Work item: The pictures do not belong in the copy. Restate all of the records word for word.
Segment Start: Data supplied
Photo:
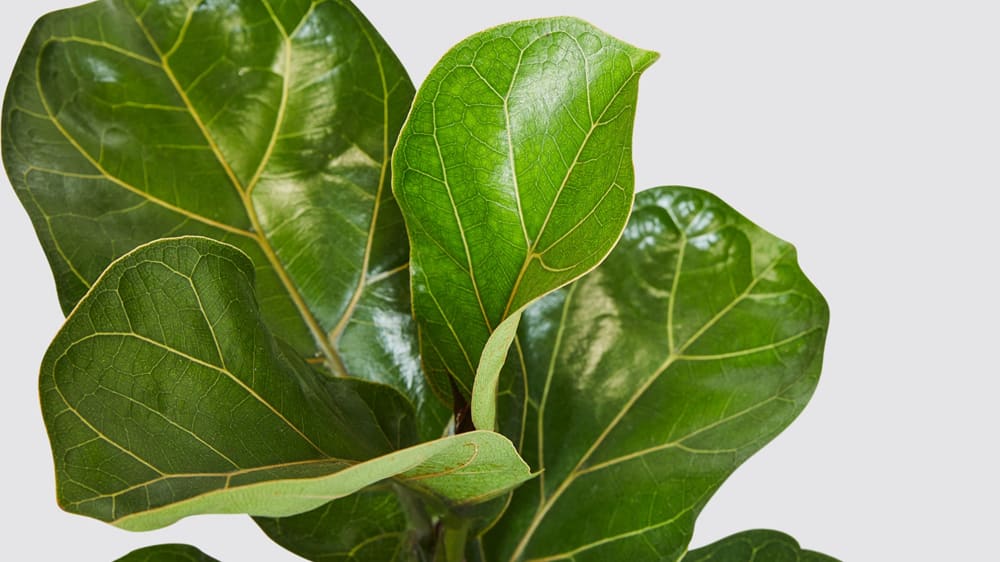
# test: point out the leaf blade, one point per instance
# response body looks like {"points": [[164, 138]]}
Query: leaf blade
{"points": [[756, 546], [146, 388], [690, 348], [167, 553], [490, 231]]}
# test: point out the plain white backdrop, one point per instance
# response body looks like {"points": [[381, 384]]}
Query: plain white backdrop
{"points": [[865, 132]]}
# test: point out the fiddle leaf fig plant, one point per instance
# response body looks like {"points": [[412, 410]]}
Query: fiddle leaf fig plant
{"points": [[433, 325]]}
Segment End: Data supplied
Your response:
Photo:
# test: point out the leaf blade, one point per instance
# response body looks like {"points": [[164, 138]]}
Query: leaf blade
{"points": [[756, 546], [146, 388], [690, 348], [167, 553], [490, 231]]}
# test: point out the plain white backdrop, one point per instance
# response body looks like {"points": [[381, 384]]}
Query: plain white backdrop
{"points": [[865, 132]]}
# test: point out the fiddle leaf fig plant, one point per instance
# response body looks like {"points": [[412, 410]]}
Query: fiddle leaf fig plant
{"points": [[433, 325]]}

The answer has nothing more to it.